Exercise prompt
From the rows below, keep only the lines that contain the string "white", with case significant, and copy each of them unchanged.

Data

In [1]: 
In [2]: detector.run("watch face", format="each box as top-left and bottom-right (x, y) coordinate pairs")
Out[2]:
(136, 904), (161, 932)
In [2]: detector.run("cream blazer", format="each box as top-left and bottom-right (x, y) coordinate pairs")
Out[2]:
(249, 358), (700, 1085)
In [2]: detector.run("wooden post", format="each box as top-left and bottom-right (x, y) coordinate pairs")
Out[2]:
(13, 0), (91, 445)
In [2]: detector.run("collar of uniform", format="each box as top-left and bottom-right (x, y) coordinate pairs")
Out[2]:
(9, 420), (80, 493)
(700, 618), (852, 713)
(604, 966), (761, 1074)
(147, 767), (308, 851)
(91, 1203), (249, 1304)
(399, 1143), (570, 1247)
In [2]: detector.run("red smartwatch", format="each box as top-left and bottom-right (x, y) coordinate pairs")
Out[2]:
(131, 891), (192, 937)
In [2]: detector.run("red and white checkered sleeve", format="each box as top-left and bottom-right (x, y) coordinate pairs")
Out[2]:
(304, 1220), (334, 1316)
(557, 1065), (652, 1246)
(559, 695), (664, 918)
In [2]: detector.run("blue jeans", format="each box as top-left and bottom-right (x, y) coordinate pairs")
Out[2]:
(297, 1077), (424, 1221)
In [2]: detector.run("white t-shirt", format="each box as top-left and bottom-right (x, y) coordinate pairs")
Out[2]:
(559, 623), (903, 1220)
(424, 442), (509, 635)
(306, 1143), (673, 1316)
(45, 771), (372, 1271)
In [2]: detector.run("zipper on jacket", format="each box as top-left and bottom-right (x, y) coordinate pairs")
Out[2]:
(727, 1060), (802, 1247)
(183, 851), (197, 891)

Result of this task
In [2]: detector.run("red and white checkered sleeve", format="each box as top-left and bottom-right (x, y) coordinate pairs")
In [2]: detector.run("white t-shirt", format="each box as top-left and bottom-right (x, y) coordinate pairs")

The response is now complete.